┌──

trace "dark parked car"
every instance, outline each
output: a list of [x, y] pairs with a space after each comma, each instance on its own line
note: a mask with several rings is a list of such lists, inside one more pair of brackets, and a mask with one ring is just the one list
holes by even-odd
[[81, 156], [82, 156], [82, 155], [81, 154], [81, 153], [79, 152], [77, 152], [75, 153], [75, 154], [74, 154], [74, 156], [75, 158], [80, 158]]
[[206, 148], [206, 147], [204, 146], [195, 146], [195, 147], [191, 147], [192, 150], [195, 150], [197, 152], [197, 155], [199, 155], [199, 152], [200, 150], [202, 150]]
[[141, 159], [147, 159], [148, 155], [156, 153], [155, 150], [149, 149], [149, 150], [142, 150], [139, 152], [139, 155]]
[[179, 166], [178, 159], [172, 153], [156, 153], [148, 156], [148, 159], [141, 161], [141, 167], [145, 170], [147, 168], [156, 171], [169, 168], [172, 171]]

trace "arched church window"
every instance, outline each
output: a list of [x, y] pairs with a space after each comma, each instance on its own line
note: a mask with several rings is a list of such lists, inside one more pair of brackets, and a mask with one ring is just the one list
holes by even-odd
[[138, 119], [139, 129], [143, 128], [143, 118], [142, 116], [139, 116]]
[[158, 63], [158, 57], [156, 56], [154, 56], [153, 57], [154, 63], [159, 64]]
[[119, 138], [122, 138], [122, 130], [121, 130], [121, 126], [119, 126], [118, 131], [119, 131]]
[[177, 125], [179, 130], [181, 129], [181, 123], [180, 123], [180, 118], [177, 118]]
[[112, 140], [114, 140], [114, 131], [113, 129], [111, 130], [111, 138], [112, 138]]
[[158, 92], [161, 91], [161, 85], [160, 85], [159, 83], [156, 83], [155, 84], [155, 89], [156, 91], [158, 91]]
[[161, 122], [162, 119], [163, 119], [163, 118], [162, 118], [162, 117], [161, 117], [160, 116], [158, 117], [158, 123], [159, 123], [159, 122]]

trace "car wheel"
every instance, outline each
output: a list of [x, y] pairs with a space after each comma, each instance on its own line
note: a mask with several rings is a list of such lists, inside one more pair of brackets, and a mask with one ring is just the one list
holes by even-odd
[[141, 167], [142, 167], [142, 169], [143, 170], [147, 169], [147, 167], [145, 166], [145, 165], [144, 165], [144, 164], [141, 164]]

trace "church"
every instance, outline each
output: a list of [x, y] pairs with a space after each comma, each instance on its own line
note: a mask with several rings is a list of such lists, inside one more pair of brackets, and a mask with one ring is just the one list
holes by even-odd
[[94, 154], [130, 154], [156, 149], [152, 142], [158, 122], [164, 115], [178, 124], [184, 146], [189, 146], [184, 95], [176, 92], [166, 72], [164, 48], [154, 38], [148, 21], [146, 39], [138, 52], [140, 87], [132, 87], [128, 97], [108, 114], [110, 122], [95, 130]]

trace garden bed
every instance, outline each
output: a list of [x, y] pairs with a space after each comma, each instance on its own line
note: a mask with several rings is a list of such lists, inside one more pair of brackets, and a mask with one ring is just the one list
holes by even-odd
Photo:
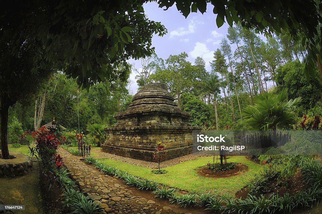
[[211, 170], [206, 167], [203, 167], [195, 170], [199, 176], [205, 178], [224, 178], [241, 175], [248, 171], [248, 167], [243, 163], [236, 163], [232, 169], [224, 171], [216, 171]]

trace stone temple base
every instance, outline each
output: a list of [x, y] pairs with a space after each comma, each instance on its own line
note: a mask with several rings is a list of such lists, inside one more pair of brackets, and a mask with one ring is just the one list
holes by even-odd
[[154, 161], [153, 152], [156, 143], [160, 141], [166, 146], [165, 160], [192, 153], [191, 127], [175, 129], [170, 126], [156, 125], [150, 126], [148, 129], [138, 126], [137, 129], [130, 130], [106, 130], [108, 140], [101, 145], [101, 150], [123, 157], [152, 162]]
[[192, 153], [193, 136], [196, 136], [193, 134], [201, 127], [192, 126], [191, 115], [180, 110], [165, 85], [145, 86], [126, 111], [114, 116], [116, 125], [105, 129], [107, 137], [101, 150], [153, 161], [153, 151], [160, 141], [166, 146], [166, 160]]

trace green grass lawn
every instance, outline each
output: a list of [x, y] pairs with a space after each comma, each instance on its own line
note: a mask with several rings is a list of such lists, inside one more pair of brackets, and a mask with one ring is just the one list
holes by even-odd
[[9, 150], [9, 152], [17, 152], [18, 153], [23, 153], [27, 155], [29, 155], [28, 152], [29, 150], [28, 149], [28, 146], [25, 145], [21, 145], [21, 146], [19, 148], [14, 148], [11, 146], [11, 144], [8, 145], [8, 148]]
[[167, 172], [157, 175], [152, 173], [150, 168], [138, 166], [110, 159], [100, 160], [107, 165], [115, 166], [136, 176], [153, 180], [169, 186], [187, 191], [190, 193], [200, 193], [210, 191], [226, 196], [234, 196], [235, 193], [249, 182], [255, 172], [261, 170], [259, 164], [247, 160], [244, 156], [229, 157], [228, 162], [242, 163], [248, 166], [244, 174], [227, 178], [213, 178], [198, 176], [194, 170], [212, 163], [212, 157], [201, 157], [175, 165], [163, 168]]

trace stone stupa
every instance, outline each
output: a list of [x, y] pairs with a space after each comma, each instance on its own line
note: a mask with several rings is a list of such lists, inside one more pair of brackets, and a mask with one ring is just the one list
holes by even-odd
[[201, 127], [192, 126], [191, 115], [179, 110], [174, 101], [164, 84], [144, 86], [127, 110], [114, 116], [116, 125], [105, 129], [107, 138], [101, 150], [153, 161], [156, 142], [161, 141], [166, 146], [165, 160], [191, 153], [193, 133]]

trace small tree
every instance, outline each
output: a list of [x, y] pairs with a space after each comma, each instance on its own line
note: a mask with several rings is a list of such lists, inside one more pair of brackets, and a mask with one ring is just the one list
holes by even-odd
[[156, 149], [153, 152], [153, 159], [159, 164], [159, 172], [161, 171], [161, 162], [164, 160], [166, 155], [166, 144], [160, 141], [156, 142]]
[[10, 139], [14, 143], [19, 140], [20, 136], [24, 134], [22, 124], [15, 116], [14, 116], [11, 123], [8, 126], [8, 131], [10, 134]]
[[89, 135], [93, 141], [97, 144], [97, 147], [100, 146], [100, 144], [106, 139], [106, 133], [101, 125], [94, 124], [87, 127]]

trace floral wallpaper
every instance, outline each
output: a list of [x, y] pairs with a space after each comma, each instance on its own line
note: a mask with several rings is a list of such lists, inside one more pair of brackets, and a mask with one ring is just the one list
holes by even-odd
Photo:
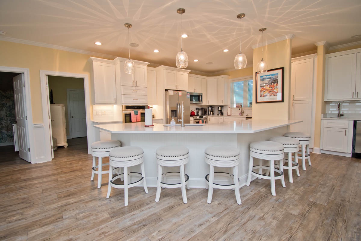
[[0, 143], [14, 142], [13, 124], [16, 120], [14, 91], [0, 90]]

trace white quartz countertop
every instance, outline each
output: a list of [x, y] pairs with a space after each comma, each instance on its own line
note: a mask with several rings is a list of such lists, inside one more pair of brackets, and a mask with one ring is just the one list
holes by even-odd
[[233, 122], [205, 124], [204, 125], [186, 125], [184, 127], [180, 126], [164, 126], [163, 124], [157, 123], [154, 123], [153, 127], [146, 127], [144, 122], [108, 124], [95, 125], [94, 127], [114, 133], [255, 133], [302, 122], [287, 120], [251, 119]]

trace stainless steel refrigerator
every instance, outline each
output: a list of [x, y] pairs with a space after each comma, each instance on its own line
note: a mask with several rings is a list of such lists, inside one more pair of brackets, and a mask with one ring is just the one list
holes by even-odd
[[177, 106], [180, 104], [182, 106], [182, 102], [184, 103], [184, 118], [185, 124], [191, 122], [191, 102], [190, 92], [178, 90], [165, 91], [165, 121], [166, 124], [169, 124], [172, 120], [172, 117], [174, 117], [176, 124], [180, 124], [178, 119], [182, 119], [181, 114], [178, 116]]

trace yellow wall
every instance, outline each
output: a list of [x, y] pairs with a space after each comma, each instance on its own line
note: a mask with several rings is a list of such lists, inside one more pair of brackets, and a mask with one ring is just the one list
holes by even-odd
[[[288, 39], [264, 46], [263, 59], [268, 69], [284, 67], [283, 71], [283, 102], [256, 103], [256, 96], [252, 102], [252, 118], [255, 119], [288, 120], [290, 93], [291, 91], [291, 39]], [[253, 50], [253, 73], [257, 70], [257, 64], [262, 58], [262, 47]], [[253, 88], [255, 88], [256, 76], [253, 75]], [[255, 91], [254, 91], [253, 92]]]
[[[90, 56], [62, 50], [0, 41], [0, 66], [29, 69], [33, 122], [43, 122], [41, 70], [87, 74], [90, 85]], [[95, 57], [97, 57], [95, 56]]]
[[[54, 104], [64, 104], [65, 107], [65, 123], [66, 126], [69, 126], [68, 118], [68, 96], [66, 89], [84, 89], [84, 79], [78, 78], [53, 76], [49, 76], [49, 89], [53, 90]], [[66, 135], [69, 135], [69, 128], [66, 128]]]

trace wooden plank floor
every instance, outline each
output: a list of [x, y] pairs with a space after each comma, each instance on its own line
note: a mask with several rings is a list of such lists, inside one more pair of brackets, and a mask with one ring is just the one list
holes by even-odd
[[207, 190], [191, 189], [184, 204], [179, 189], [156, 203], [156, 188], [136, 187], [124, 207], [122, 189], [105, 198], [107, 174], [101, 189], [90, 181], [86, 138], [69, 141], [39, 164], [0, 148], [0, 240], [361, 240], [358, 159], [312, 154], [293, 183], [276, 182], [275, 197], [266, 180], [241, 188], [240, 205], [231, 190], [215, 189], [208, 204]]

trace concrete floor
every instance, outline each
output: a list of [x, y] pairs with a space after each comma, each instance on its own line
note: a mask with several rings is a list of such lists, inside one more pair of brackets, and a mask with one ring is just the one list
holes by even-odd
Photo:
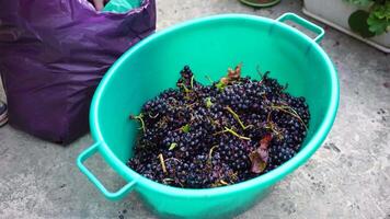
[[[217, 13], [277, 18], [287, 11], [301, 14], [301, 2], [253, 10], [237, 0], [159, 0], [158, 27]], [[341, 81], [334, 127], [305, 166], [240, 219], [390, 218], [390, 55], [325, 28], [322, 47]], [[88, 135], [64, 148], [1, 128], [0, 218], [154, 218], [135, 195], [106, 200], [79, 172], [74, 160], [92, 143]], [[88, 163], [110, 188], [124, 184], [100, 158]]]

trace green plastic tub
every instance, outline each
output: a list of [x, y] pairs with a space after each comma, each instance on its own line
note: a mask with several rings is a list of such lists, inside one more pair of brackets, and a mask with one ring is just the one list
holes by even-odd
[[[314, 39], [284, 24], [298, 23]], [[160, 217], [219, 218], [240, 214], [262, 199], [269, 188], [305, 164], [330, 131], [339, 105], [339, 80], [328, 55], [318, 45], [324, 31], [286, 13], [277, 20], [227, 14], [186, 22], [144, 39], [125, 53], [108, 70], [91, 105], [91, 131], [95, 143], [77, 164], [108, 199], [137, 192]], [[226, 74], [227, 67], [243, 62], [243, 74], [259, 77], [256, 67], [288, 83], [288, 91], [305, 96], [311, 120], [300, 152], [278, 169], [256, 178], [219, 188], [186, 189], [152, 182], [126, 166], [133, 155], [138, 124], [128, 119], [144, 102], [175, 87], [179, 71], [191, 65], [196, 79], [208, 83]], [[83, 165], [100, 153], [127, 181], [117, 192], [107, 191]], [[157, 158], [156, 158], [157, 159]], [[286, 192], [287, 193], [287, 192]]]

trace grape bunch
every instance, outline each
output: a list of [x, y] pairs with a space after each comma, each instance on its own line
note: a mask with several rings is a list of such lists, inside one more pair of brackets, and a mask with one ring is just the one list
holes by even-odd
[[146, 102], [127, 165], [152, 181], [185, 188], [240, 183], [291, 159], [307, 135], [305, 97], [275, 79], [241, 77], [241, 65], [210, 85], [188, 66], [175, 89]]

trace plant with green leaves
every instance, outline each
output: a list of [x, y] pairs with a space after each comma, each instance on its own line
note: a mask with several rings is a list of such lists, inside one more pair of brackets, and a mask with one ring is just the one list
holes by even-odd
[[390, 30], [390, 0], [344, 0], [368, 10], [357, 10], [349, 15], [351, 30], [363, 37], [372, 37]]

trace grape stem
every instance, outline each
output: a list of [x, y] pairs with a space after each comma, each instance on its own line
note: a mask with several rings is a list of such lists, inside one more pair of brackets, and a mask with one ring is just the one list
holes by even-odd
[[157, 117], [159, 117], [160, 114], [158, 113], [158, 114], [156, 114], [154, 116], [153, 116], [153, 115], [150, 115], [150, 114], [148, 114], [148, 115], [149, 115], [150, 118], [157, 118]]
[[139, 114], [138, 116], [130, 116], [131, 119], [138, 119], [141, 123], [141, 128], [144, 130], [144, 132], [146, 131], [146, 127], [145, 127], [145, 122], [144, 122], [144, 114]]
[[230, 107], [230, 106], [226, 106], [225, 107], [229, 113], [231, 113], [231, 115], [233, 115], [234, 119], [240, 124], [240, 126], [242, 127], [242, 129], [246, 129], [249, 127], [252, 127], [252, 125], [248, 125], [245, 126], [242, 120], [240, 119], [240, 116]]
[[218, 148], [218, 146], [213, 146], [213, 148], [210, 149], [210, 152], [208, 153], [208, 164], [209, 165], [211, 165], [213, 164], [213, 162], [211, 162], [211, 160], [213, 160], [213, 152], [214, 152], [214, 149], [216, 149], [216, 148]]
[[228, 132], [230, 132], [231, 135], [233, 135], [233, 136], [240, 138], [240, 139], [243, 139], [243, 140], [251, 140], [251, 138], [248, 138], [248, 137], [245, 137], [245, 136], [240, 136], [240, 135], [239, 135], [238, 132], [236, 132], [233, 129], [230, 129], [230, 128], [228, 128], [228, 127], [225, 127], [225, 130], [228, 131]]
[[167, 168], [165, 168], [165, 162], [164, 162], [164, 157], [162, 157], [162, 153], [159, 154], [162, 172], [167, 173]]
[[220, 184], [222, 184], [222, 185], [229, 185], [229, 183], [227, 183], [227, 182], [223, 181], [223, 180], [220, 180], [219, 182], [220, 182]]
[[209, 76], [205, 76], [205, 78], [213, 84], [214, 81], [211, 80], [211, 78]]
[[194, 90], [194, 76], [191, 77], [191, 89]]
[[[280, 105], [280, 106], [272, 105], [271, 108], [282, 111], [284, 113], [287, 113], [287, 114], [298, 118], [298, 120], [305, 126], [305, 129], [308, 130], [308, 127], [306, 126], [303, 119], [298, 115], [298, 113], [292, 107], [287, 106], [287, 105]], [[290, 110], [291, 112], [289, 112], [287, 110]]]

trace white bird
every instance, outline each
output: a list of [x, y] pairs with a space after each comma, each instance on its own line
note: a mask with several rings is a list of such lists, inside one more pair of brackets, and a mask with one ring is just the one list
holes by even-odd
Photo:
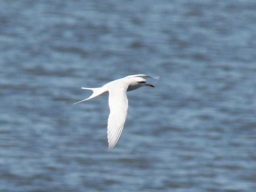
[[93, 93], [88, 98], [74, 104], [90, 99], [103, 93], [109, 93], [108, 105], [110, 113], [108, 120], [108, 150], [112, 149], [117, 143], [126, 119], [128, 109], [128, 100], [126, 92], [145, 86], [155, 87], [153, 85], [146, 83], [147, 81], [143, 78], [148, 78], [159, 79], [158, 76], [151, 77], [143, 74], [129, 75], [108, 83], [101, 87], [81, 88], [83, 89], [92, 90]]

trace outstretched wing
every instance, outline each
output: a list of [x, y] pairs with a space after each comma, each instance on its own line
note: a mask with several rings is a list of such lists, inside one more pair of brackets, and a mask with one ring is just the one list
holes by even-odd
[[108, 150], [117, 143], [125, 123], [128, 110], [127, 90], [127, 87], [122, 87], [108, 91], [108, 105], [110, 109], [108, 122]]
[[155, 77], [151, 77], [148, 75], [144, 75], [143, 74], [139, 74], [137, 75], [129, 75], [126, 77], [141, 77], [142, 78], [153, 78], [155, 79], [159, 79], [159, 76], [156, 76]]

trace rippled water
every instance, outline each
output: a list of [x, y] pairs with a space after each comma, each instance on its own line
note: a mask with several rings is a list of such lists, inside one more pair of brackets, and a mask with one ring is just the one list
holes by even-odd
[[[2, 0], [1, 192], [252, 192], [256, 4], [252, 0]], [[108, 151], [108, 94], [128, 93]]]

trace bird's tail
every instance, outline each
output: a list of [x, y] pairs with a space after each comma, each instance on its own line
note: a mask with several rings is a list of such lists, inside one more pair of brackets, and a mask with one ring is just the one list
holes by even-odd
[[108, 92], [108, 90], [105, 87], [97, 87], [97, 88], [86, 88], [86, 87], [82, 87], [82, 89], [87, 89], [88, 90], [92, 90], [93, 92], [93, 94], [88, 98], [86, 99], [85, 99], [82, 100], [81, 101], [77, 102], [76, 103], [74, 103], [74, 104], [76, 104], [77, 103], [81, 103], [83, 101], [85, 101], [87, 100], [90, 99], [94, 97], [97, 97], [98, 95], [103, 93], [104, 92]]

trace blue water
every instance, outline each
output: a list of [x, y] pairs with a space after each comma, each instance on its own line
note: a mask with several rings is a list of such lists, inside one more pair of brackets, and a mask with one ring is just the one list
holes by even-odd
[[[0, 191], [253, 192], [253, 0], [0, 2]], [[107, 93], [128, 93], [108, 151]]]

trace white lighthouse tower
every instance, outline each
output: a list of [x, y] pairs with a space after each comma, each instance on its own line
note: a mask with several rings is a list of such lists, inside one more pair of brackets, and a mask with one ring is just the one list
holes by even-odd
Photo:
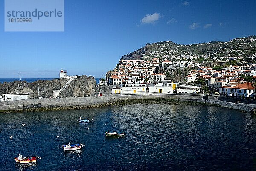
[[67, 77], [67, 71], [64, 71], [63, 69], [61, 68], [61, 70], [60, 71], [60, 78]]

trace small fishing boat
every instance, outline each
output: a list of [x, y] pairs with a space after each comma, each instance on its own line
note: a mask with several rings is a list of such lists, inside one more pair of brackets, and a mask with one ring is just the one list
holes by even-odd
[[106, 136], [110, 136], [112, 137], [122, 137], [125, 136], [125, 134], [124, 132], [121, 133], [118, 133], [116, 131], [110, 132], [105, 132], [105, 135]]
[[30, 163], [36, 162], [38, 159], [41, 159], [41, 157], [38, 157], [35, 156], [32, 157], [23, 157], [22, 155], [19, 154], [17, 158], [15, 157], [15, 161], [20, 163]]
[[89, 120], [83, 120], [81, 119], [81, 117], [80, 117], [80, 119], [78, 119], [78, 121], [79, 123], [89, 123], [90, 121]]
[[63, 148], [64, 150], [73, 151], [74, 150], [81, 149], [82, 149], [82, 147], [84, 146], [84, 144], [81, 143], [76, 144], [70, 144], [69, 143], [68, 144], [62, 145], [62, 147]]

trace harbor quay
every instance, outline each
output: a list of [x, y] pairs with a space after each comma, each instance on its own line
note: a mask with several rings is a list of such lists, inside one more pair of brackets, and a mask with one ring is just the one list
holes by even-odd
[[[206, 96], [207, 98], [206, 98]], [[0, 113], [58, 110], [99, 107], [109, 105], [164, 103], [184, 105], [201, 104], [221, 106], [244, 112], [256, 109], [256, 105], [219, 100], [219, 96], [202, 94], [175, 93], [109, 94], [102, 96], [30, 99], [0, 103]], [[229, 97], [227, 97], [227, 99]], [[227, 99], [228, 100], [228, 99]]]

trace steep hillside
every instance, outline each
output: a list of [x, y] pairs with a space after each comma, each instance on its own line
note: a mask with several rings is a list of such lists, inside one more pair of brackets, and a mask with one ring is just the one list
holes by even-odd
[[154, 58], [176, 55], [246, 57], [256, 54], [256, 36], [239, 38], [228, 42], [214, 41], [192, 45], [180, 45], [171, 41], [147, 44], [122, 57], [122, 60], [150, 60]]

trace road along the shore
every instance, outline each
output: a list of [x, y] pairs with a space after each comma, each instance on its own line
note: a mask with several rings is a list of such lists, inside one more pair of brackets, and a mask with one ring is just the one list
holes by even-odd
[[203, 94], [173, 93], [109, 94], [102, 96], [69, 97], [55, 99], [31, 99], [0, 102], [0, 113], [29, 111], [56, 110], [99, 107], [108, 105], [136, 103], [163, 103], [183, 104], [184, 103], [203, 104], [228, 107], [245, 112], [256, 108], [256, 104], [235, 104], [218, 100], [218, 97]]

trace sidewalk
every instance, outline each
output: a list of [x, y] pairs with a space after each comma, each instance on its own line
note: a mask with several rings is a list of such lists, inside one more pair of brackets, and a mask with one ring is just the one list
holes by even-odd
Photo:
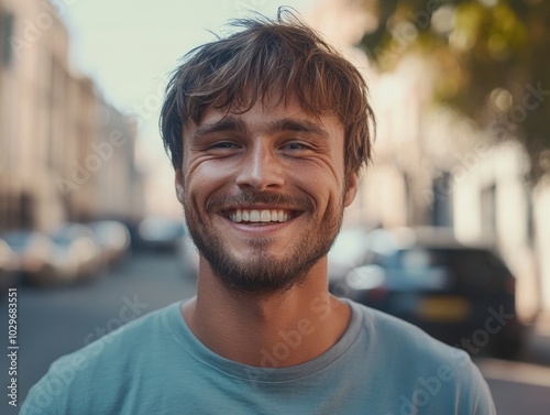
[[527, 328], [526, 346], [520, 360], [550, 367], [550, 313], [540, 315]]

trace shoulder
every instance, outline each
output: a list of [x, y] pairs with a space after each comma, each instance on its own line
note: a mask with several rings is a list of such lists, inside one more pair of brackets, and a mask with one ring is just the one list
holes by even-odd
[[457, 414], [494, 414], [488, 386], [464, 350], [396, 317], [350, 305], [363, 318], [364, 352], [373, 356], [371, 361], [383, 378], [399, 385], [403, 402], [416, 406], [428, 402], [441, 411], [450, 405], [457, 407]]
[[172, 336], [168, 318], [175, 308], [176, 303], [148, 313], [57, 359], [29, 392], [21, 414], [66, 413], [65, 407], [86, 407], [98, 395], [106, 404], [116, 400], [117, 387], [135, 373], [135, 362], [162, 353], [154, 345]]

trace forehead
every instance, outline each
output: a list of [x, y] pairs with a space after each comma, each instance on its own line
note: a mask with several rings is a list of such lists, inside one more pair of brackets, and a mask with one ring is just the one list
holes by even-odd
[[314, 114], [306, 111], [296, 99], [258, 99], [244, 110], [210, 107], [198, 123], [188, 122], [184, 128], [184, 136], [211, 129], [266, 133], [292, 130], [326, 135], [333, 140], [343, 134], [343, 128], [336, 116]]

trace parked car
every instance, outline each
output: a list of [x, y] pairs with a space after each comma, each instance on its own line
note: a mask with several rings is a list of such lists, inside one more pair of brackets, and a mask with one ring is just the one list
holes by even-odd
[[491, 249], [461, 244], [442, 228], [377, 229], [358, 243], [353, 263], [330, 267], [336, 295], [407, 320], [470, 353], [513, 358], [519, 352], [515, 277]]
[[176, 253], [185, 236], [184, 221], [169, 217], [152, 216], [143, 219], [139, 226], [140, 244], [146, 250]]
[[124, 259], [131, 245], [130, 230], [118, 220], [97, 220], [88, 223], [99, 244], [101, 263], [112, 266]]
[[82, 223], [62, 223], [48, 236], [55, 244], [53, 262], [61, 282], [87, 280], [101, 269], [101, 252], [96, 234]]
[[22, 283], [50, 285], [56, 282], [55, 245], [47, 234], [36, 230], [15, 230], [2, 233], [0, 238], [15, 254]]

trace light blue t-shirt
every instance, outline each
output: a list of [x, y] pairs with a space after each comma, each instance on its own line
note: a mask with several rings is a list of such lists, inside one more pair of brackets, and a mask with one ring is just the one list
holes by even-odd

└──

TASK STATEMENT » Edit the items from the line with "trace green plastic tub" to the line with "193], [287, 192]]]", replacing "instance" with "object" and leaving everything else unchanged.

TASK SOLUTION »
trace green plastic tub
every object, outline each
output: a list of [x, y] pairs with a space after each comma, each object on its own line
note: a mask with several rings is a list of such lists, inside one more pair of brackets, and a mask with one ring is just the one list
holes by even-odd
[[[314, 39], [284, 24], [298, 23]], [[160, 217], [219, 218], [240, 214], [262, 199], [269, 188], [305, 164], [330, 131], [339, 105], [339, 80], [328, 55], [318, 45], [324, 31], [286, 13], [277, 20], [227, 14], [186, 22], [144, 39], [125, 53], [108, 70], [91, 105], [91, 131], [95, 143], [77, 164], [108, 199], [137, 192]], [[226, 74], [227, 67], [243, 62], [243, 74], [259, 77], [256, 67], [288, 83], [288, 91], [305, 96], [311, 120], [300, 152], [278, 169], [256, 178], [219, 188], [186, 189], [152, 182], [126, 166], [133, 155], [138, 124], [128, 119], [144, 102], [175, 87], [179, 71], [191, 65], [196, 79], [208, 83]], [[83, 165], [100, 153], [127, 181], [117, 192], [107, 191]], [[157, 158], [156, 158], [157, 159]], [[286, 192], [287, 193], [287, 192]]]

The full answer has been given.